> **EXERCISE**:
From the first line to the last, print the data exactly as written.

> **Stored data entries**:
-----

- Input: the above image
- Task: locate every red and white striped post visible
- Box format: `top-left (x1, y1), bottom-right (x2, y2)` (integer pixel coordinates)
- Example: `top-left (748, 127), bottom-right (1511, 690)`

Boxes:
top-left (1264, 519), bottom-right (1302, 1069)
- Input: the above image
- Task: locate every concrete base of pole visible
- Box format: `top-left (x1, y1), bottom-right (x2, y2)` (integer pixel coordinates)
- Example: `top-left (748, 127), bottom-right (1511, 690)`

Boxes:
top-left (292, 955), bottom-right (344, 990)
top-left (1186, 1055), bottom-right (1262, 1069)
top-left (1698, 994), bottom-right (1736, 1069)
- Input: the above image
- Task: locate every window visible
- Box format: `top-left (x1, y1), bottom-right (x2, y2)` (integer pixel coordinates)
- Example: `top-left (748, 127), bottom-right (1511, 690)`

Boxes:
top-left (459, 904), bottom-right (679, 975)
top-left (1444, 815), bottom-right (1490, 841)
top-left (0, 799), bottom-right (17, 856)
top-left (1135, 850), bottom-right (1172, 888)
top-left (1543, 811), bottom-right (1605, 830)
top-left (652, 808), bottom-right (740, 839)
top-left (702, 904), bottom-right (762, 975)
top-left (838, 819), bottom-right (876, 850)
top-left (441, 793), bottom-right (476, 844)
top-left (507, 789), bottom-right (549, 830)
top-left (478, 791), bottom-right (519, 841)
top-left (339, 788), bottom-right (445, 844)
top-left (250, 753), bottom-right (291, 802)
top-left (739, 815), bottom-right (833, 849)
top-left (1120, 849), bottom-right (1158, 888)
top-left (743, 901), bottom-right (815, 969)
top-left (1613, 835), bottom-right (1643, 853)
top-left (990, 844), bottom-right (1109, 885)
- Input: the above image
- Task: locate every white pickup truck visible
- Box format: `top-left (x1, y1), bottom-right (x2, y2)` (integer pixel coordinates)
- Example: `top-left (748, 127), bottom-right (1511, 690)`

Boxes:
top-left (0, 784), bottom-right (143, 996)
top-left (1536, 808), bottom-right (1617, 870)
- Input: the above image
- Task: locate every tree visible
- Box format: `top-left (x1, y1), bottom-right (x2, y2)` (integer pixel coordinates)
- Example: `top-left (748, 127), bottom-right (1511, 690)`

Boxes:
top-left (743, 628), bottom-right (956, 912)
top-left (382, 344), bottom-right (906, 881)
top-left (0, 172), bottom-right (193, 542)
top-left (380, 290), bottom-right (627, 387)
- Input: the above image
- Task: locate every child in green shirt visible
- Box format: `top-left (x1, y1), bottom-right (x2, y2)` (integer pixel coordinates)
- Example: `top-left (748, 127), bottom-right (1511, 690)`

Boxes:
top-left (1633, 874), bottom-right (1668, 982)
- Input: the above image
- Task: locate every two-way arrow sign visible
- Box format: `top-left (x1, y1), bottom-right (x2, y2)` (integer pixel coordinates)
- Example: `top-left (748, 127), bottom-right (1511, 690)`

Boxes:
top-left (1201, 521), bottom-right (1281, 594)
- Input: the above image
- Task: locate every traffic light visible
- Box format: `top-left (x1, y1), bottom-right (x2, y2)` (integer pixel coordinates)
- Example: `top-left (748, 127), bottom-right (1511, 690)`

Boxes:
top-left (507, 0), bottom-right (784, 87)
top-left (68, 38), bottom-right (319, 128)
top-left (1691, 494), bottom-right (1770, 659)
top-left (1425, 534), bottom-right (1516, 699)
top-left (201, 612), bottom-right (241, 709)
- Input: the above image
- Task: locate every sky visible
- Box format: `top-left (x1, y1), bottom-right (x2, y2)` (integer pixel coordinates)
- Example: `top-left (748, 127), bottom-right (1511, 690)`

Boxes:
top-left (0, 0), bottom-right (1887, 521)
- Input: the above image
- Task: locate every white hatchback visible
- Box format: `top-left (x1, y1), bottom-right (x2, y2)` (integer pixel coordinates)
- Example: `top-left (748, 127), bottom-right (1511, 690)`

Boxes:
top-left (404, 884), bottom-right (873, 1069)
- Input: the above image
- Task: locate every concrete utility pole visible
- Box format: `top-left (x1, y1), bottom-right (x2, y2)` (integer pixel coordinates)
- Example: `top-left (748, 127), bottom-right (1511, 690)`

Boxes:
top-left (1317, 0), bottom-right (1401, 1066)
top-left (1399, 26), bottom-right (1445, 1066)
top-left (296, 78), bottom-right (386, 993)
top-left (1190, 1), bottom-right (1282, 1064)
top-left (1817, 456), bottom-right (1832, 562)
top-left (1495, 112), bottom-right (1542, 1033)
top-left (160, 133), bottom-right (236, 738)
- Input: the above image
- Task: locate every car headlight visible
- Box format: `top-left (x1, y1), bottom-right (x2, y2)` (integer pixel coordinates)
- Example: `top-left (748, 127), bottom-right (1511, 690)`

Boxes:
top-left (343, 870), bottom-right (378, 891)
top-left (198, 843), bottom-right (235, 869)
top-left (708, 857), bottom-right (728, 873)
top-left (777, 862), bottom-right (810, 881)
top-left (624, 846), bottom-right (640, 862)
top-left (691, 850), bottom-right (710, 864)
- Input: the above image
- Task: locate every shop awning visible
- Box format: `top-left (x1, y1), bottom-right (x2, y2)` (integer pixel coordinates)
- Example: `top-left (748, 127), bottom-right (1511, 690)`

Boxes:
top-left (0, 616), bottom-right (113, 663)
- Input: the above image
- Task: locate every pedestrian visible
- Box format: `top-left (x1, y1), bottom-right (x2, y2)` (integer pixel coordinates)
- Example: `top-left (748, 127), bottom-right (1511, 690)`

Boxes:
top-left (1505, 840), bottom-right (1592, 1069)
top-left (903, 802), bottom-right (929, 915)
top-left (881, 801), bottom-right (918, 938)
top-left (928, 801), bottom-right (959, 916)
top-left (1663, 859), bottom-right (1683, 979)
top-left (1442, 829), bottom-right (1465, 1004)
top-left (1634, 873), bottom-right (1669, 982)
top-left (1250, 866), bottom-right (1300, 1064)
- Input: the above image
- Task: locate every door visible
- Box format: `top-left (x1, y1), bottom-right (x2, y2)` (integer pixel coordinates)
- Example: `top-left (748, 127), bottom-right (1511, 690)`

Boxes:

-----

> **SOLUTION TO THE EXERCISE**:
- Input: the above image
- Task: locate every red and white striped post visible
- Box format: `top-left (x1, y1), bottom-right (x2, y2)` (integer pixel coordinates)
- Example: `top-left (748, 127), bottom-right (1511, 690)`

Boxes:
top-left (1264, 519), bottom-right (1302, 1069)
- Input: the above image
- Task: locate every concrete base of pole visible
- Box format: `top-left (x1, y1), bottom-right (x2, y2)` (integer pixel coordinates)
- Example: `top-left (748, 127), bottom-right (1511, 690)`

Boxes:
top-left (292, 955), bottom-right (344, 990)
top-left (1186, 1055), bottom-right (1262, 1069)
top-left (1698, 994), bottom-right (1736, 1069)
- Input: the above image
- Task: locate every window visible
- Box format: `top-left (x1, y1), bottom-right (x2, y2)` (integer pixel coordinates)
- Example: `top-left (748, 127), bottom-right (1511, 690)`

Boxes:
top-left (459, 904), bottom-right (679, 975)
top-left (1444, 815), bottom-right (1490, 841)
top-left (0, 799), bottom-right (17, 856)
top-left (1135, 850), bottom-right (1172, 888)
top-left (1543, 811), bottom-right (1605, 830)
top-left (652, 808), bottom-right (740, 839)
top-left (702, 904), bottom-right (762, 975)
top-left (838, 819), bottom-right (876, 850)
top-left (441, 793), bottom-right (476, 844)
top-left (507, 789), bottom-right (549, 830)
top-left (478, 791), bottom-right (519, 841)
top-left (339, 788), bottom-right (445, 844)
top-left (250, 753), bottom-right (291, 802)
top-left (739, 815), bottom-right (833, 849)
top-left (1120, 849), bottom-right (1158, 888)
top-left (743, 901), bottom-right (815, 969)
top-left (1613, 835), bottom-right (1643, 853)
top-left (990, 844), bottom-right (1109, 885)
- Input: the above image
- Task: locate every white pickup truck visible
- Box format: `top-left (x1, y1), bottom-right (x2, y2)` (integer pixel coordinates)
- Example: `top-left (748, 127), bottom-right (1511, 690)`

Boxes:
top-left (0, 784), bottom-right (143, 996)
top-left (1536, 808), bottom-right (1617, 870)
- Input: the above image
- Task: locate every tree visible
- Box format: `top-left (x1, y1), bottom-right (x2, y2)` (integer pixel coordinates)
- Example: `top-left (748, 127), bottom-right (1511, 690)`

Boxes:
top-left (743, 628), bottom-right (956, 912)
top-left (382, 344), bottom-right (906, 881)
top-left (0, 172), bottom-right (193, 542)
top-left (380, 290), bottom-right (627, 387)
- Input: the above image
- Task: locate every child in green shirt visible
- Box format: `top-left (x1, y1), bottom-right (x2, y2)` (integer pixel coordinates)
- Example: `top-left (748, 127), bottom-right (1511, 690)`

Boxes:
top-left (1633, 874), bottom-right (1668, 982)
- Input: the above image
- Task: locate every two-way arrow sign visible
- Box format: `top-left (x1, y1), bottom-right (x2, y2)` (integer pixel coordinates)
- Example: `top-left (748, 127), bottom-right (1511, 690)`

Boxes:
top-left (1201, 521), bottom-right (1281, 594)
- Input: the above image
- Task: locate every traffic light visible
- Box format: `top-left (x1, y1), bottom-right (x2, y2)` (integer pixel coordinates)
- Example: `top-left (748, 127), bottom-right (1511, 690)`

Boxes:
top-left (507, 0), bottom-right (784, 87)
top-left (68, 38), bottom-right (319, 128)
top-left (1691, 494), bottom-right (1770, 659)
top-left (1425, 534), bottom-right (1516, 699)
top-left (201, 612), bottom-right (241, 709)
- Input: the above image
- Task: locate every sky visible
- Box format: `top-left (x1, y1), bottom-right (x2, y2)` (integer pixel coordinates)
- Example: `top-left (748, 127), bottom-right (1511, 690)`

Boxes:
top-left (0, 0), bottom-right (1887, 521)
- Input: the above image
- Task: locate every white hatchback visible
- Box format: `top-left (x1, y1), bottom-right (x2, y2)` (integer pixel coordinates)
- Example: `top-left (748, 127), bottom-right (1511, 690)`

Boxes:
top-left (404, 884), bottom-right (873, 1069)
- Input: the above image
- Task: locate every concrete utility pole visible
- Box format: `top-left (x1, y1), bottom-right (x2, y2)` (integer pixel coordinates)
- Example: `top-left (748, 127), bottom-right (1511, 690)`

Boxes:
top-left (1317, 0), bottom-right (1401, 1066)
top-left (1399, 26), bottom-right (1445, 1066)
top-left (296, 78), bottom-right (386, 993)
top-left (1190, 1), bottom-right (1282, 1064)
top-left (1817, 456), bottom-right (1832, 562)
top-left (1495, 112), bottom-right (1542, 1033)
top-left (160, 133), bottom-right (236, 738)
- Input: the above image
- Task: locate every car headlight visible
- Box format: `top-left (x1, y1), bottom-right (x2, y2)` (integer pixel coordinates)
- Example: `top-left (748, 127), bottom-right (1511, 690)`

Boxes:
top-left (343, 870), bottom-right (378, 891)
top-left (198, 843), bottom-right (235, 869)
top-left (708, 857), bottom-right (728, 873)
top-left (777, 862), bottom-right (810, 881)
top-left (624, 846), bottom-right (640, 862)
top-left (691, 850), bottom-right (710, 864)
- Input: the above image
- Task: locate every shop awning visible
- Box format: `top-left (x1, y1), bottom-right (x2, y2)` (integer pixel coordinates)
- Example: `top-left (748, 127), bottom-right (1511, 690)`

Boxes:
top-left (0, 616), bottom-right (113, 663)
- Input: the above image
- Task: locate every pedestrian visible
- Box format: `top-left (x1, y1), bottom-right (x2, y2)` (integer pixel coordinates)
- Example: `top-left (748, 127), bottom-right (1511, 690)`

Boxes:
top-left (1505, 840), bottom-right (1592, 1069)
top-left (903, 802), bottom-right (929, 915)
top-left (881, 801), bottom-right (918, 938)
top-left (928, 801), bottom-right (959, 916)
top-left (1663, 859), bottom-right (1683, 979)
top-left (1442, 829), bottom-right (1465, 1004)
top-left (1634, 873), bottom-right (1669, 982)
top-left (1250, 866), bottom-right (1300, 1064)
- Input: the above image
- Task: locate every door visible
- Box format: `top-left (x1, y1), bottom-right (x2, y2)` (integer pixel coordinates)
- Example: `top-left (748, 127), bottom-right (1511, 690)`

Boxes:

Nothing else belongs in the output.